-------- Input material --------

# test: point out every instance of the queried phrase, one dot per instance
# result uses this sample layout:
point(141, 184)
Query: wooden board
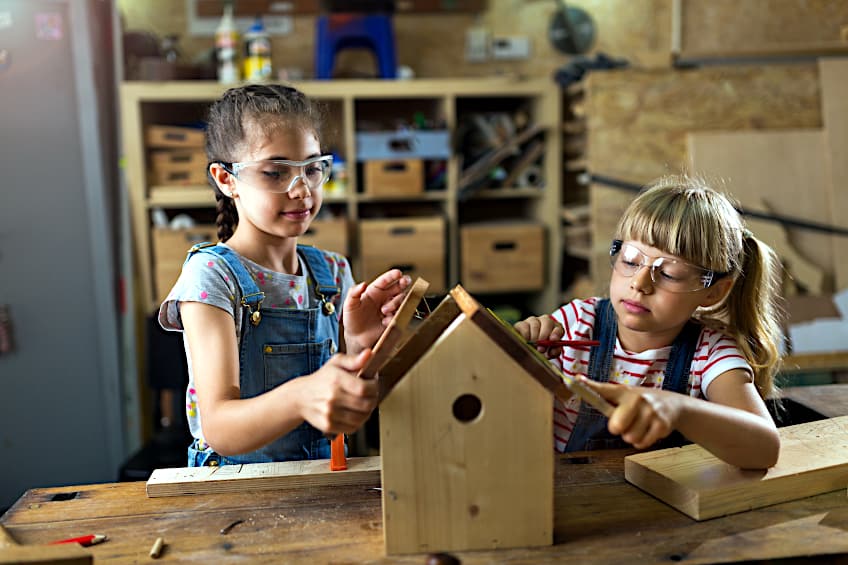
point(834, 87)
point(813, 460)
point(363, 471)
point(764, 171)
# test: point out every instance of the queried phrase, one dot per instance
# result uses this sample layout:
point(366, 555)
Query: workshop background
point(491, 143)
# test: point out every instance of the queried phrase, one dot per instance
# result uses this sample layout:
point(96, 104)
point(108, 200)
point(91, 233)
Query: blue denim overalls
point(278, 345)
point(590, 430)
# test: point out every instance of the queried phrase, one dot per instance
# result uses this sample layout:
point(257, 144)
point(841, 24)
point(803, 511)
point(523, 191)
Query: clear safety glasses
point(281, 175)
point(666, 273)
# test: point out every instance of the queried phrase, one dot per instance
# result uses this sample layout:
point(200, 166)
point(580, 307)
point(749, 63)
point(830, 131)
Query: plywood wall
point(638, 122)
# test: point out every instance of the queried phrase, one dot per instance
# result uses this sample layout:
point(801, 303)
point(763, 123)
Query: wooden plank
point(834, 86)
point(813, 460)
point(466, 475)
point(526, 355)
point(763, 170)
point(362, 471)
point(828, 400)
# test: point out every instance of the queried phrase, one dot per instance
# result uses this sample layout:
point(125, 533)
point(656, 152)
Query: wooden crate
point(414, 245)
point(169, 252)
point(173, 136)
point(394, 177)
point(502, 257)
point(330, 234)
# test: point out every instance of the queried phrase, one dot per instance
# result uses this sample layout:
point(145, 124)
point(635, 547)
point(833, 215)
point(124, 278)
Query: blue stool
point(339, 31)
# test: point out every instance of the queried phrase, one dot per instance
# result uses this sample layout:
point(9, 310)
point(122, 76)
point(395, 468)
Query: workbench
point(599, 518)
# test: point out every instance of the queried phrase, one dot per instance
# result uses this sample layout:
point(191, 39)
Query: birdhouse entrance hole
point(467, 407)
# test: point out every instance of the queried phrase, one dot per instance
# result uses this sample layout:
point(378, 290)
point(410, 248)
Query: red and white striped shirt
point(716, 354)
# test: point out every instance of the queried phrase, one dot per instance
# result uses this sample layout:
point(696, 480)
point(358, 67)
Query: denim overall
point(277, 345)
point(590, 430)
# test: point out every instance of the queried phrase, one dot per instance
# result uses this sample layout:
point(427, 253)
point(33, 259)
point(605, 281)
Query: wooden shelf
point(351, 101)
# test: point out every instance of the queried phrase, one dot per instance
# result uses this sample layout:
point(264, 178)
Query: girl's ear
point(717, 292)
point(224, 180)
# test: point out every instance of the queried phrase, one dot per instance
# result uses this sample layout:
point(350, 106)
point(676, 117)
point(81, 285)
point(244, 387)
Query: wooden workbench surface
point(599, 518)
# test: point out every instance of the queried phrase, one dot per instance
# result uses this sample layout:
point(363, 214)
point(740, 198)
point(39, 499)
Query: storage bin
point(170, 247)
point(416, 246)
point(403, 144)
point(394, 177)
point(173, 136)
point(502, 257)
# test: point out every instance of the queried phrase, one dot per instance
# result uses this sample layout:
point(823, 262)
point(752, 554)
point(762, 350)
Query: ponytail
point(754, 314)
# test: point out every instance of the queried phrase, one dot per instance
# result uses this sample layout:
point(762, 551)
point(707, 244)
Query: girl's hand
point(369, 308)
point(642, 416)
point(333, 399)
point(541, 327)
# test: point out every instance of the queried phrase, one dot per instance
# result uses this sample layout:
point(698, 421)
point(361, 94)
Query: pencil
point(85, 541)
point(562, 342)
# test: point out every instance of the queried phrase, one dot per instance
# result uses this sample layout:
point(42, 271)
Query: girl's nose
point(642, 280)
point(298, 188)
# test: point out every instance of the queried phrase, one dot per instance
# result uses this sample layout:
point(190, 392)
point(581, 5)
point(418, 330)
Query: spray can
point(257, 52)
point(226, 46)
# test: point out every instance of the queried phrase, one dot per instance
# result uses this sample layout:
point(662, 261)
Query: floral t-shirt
point(208, 279)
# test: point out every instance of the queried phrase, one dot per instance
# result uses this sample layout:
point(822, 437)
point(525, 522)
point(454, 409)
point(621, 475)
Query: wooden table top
point(599, 518)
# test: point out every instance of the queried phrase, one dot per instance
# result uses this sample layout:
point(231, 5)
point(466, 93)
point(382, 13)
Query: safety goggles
point(281, 175)
point(666, 273)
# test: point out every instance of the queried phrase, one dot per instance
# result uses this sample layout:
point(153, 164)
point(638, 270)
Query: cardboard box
point(416, 246)
point(502, 257)
point(330, 235)
point(169, 252)
point(394, 177)
point(173, 136)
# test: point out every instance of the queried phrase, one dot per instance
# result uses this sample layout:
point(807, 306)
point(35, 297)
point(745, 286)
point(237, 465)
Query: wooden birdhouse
point(466, 435)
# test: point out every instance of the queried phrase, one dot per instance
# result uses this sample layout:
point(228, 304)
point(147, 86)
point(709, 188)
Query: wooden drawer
point(395, 177)
point(414, 245)
point(328, 234)
point(173, 136)
point(503, 257)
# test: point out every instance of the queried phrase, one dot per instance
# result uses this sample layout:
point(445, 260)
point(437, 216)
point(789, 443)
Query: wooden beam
point(813, 460)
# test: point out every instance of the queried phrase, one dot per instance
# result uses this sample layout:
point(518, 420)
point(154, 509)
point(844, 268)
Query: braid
point(227, 218)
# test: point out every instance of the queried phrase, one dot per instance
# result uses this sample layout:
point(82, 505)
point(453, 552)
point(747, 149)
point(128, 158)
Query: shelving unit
point(350, 105)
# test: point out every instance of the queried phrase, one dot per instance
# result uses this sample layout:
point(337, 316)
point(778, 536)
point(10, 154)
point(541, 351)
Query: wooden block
point(363, 471)
point(813, 460)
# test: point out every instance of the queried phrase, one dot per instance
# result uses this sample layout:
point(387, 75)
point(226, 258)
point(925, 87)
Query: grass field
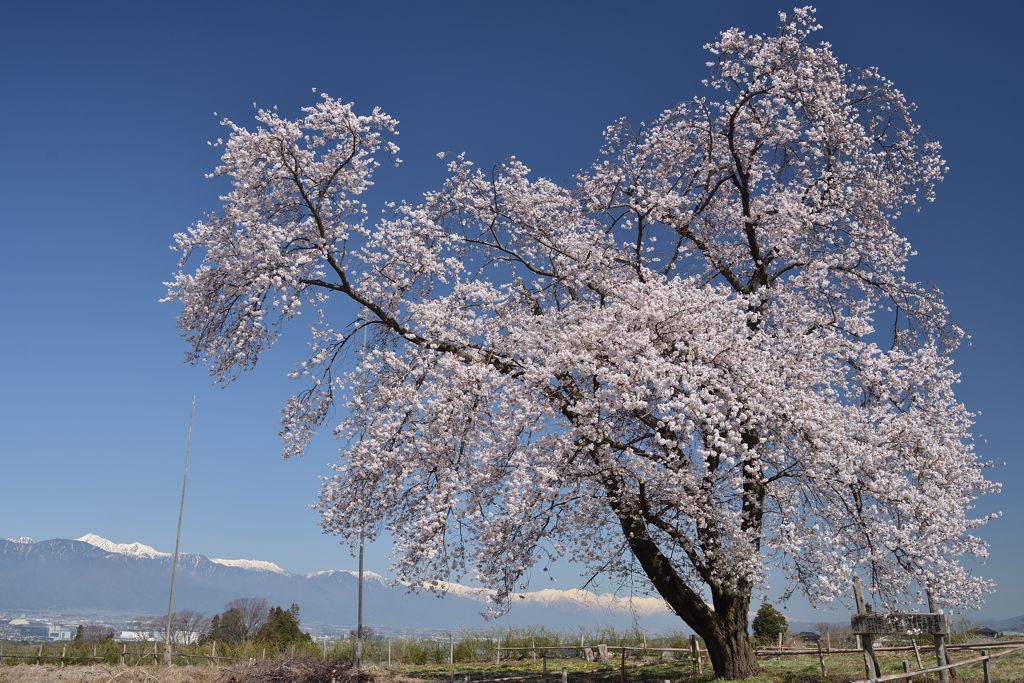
point(792, 669)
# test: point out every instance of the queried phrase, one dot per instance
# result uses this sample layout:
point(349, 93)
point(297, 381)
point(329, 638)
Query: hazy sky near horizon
point(108, 109)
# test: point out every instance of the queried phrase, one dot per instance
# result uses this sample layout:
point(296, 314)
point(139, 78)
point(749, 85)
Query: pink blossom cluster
point(667, 369)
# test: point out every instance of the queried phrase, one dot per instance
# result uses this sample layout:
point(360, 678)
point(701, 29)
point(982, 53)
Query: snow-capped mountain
point(95, 573)
point(131, 549)
point(252, 565)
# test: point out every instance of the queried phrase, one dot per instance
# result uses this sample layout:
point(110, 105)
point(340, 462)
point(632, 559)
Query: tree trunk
point(727, 641)
point(724, 627)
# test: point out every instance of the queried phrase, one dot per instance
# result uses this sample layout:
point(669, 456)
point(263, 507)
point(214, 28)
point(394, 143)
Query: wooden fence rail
point(774, 651)
point(910, 674)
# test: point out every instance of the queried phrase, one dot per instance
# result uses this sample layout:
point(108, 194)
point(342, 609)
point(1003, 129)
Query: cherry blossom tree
point(667, 371)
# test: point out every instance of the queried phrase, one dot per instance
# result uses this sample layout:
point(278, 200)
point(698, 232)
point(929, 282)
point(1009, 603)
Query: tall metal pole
point(357, 648)
point(177, 540)
point(357, 652)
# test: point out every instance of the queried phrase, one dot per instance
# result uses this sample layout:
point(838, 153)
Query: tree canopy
point(668, 370)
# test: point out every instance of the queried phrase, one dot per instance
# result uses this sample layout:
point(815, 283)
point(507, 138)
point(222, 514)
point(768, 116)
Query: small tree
point(769, 624)
point(282, 628)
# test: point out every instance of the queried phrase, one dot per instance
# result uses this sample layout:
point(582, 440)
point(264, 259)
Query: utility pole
point(357, 646)
point(177, 540)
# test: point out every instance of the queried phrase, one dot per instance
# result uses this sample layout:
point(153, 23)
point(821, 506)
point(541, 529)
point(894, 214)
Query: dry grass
point(305, 670)
point(797, 669)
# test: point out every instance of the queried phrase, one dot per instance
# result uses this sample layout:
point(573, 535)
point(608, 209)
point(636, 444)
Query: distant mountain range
point(94, 574)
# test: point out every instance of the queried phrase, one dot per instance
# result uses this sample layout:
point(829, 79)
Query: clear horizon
point(104, 133)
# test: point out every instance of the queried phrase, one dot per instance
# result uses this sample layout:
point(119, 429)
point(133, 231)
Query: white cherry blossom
point(667, 372)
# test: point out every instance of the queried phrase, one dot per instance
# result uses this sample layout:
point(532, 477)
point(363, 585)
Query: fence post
point(870, 662)
point(940, 648)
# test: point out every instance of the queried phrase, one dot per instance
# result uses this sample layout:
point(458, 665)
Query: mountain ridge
point(93, 572)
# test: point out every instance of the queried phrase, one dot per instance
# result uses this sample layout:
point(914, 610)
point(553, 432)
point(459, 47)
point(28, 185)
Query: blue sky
point(105, 112)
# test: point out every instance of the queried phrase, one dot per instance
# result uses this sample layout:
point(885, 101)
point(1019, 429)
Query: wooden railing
point(984, 659)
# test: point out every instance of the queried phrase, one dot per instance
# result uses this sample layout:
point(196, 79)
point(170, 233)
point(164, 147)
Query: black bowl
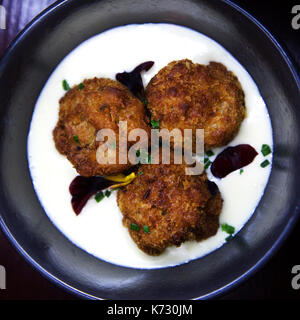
point(23, 72)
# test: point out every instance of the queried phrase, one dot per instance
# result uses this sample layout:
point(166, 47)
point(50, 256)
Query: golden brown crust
point(100, 104)
point(175, 207)
point(186, 95)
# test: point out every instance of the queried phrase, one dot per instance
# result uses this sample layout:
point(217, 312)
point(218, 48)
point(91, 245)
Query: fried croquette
point(85, 109)
point(186, 95)
point(163, 206)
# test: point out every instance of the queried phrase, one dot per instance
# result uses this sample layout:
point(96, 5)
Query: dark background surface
point(273, 281)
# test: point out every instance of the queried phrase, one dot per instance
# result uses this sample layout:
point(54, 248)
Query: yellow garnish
point(124, 180)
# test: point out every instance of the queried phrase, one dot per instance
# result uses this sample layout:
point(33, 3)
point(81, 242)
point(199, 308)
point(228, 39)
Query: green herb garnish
point(229, 237)
point(209, 153)
point(265, 163)
point(265, 149)
point(145, 157)
point(227, 228)
point(99, 196)
point(134, 227)
point(155, 124)
point(76, 139)
point(146, 229)
point(66, 86)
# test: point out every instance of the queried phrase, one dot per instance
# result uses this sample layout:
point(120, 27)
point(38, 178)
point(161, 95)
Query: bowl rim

--------

**What you have to do**
Reproduce, word for word and in full, only the lines above that start at the line with "point(745, 286)" and run through the line with "point(437, 216)", both ends included.

**The completed task**
point(745, 286)
point(237, 465)
Query: wooden birdhouse
point(466, 435)
# test: point out every instance of the queried phrase, one dot per instance
# result uses this sample layout:
point(228, 304)
point(147, 86)
point(709, 188)
Query: wooden drawer
point(395, 177)
point(414, 245)
point(328, 234)
point(173, 136)
point(503, 257)
# test: point out every instance of the queried phrase, one dot per instance
# result uses this sample layout:
point(445, 260)
point(437, 216)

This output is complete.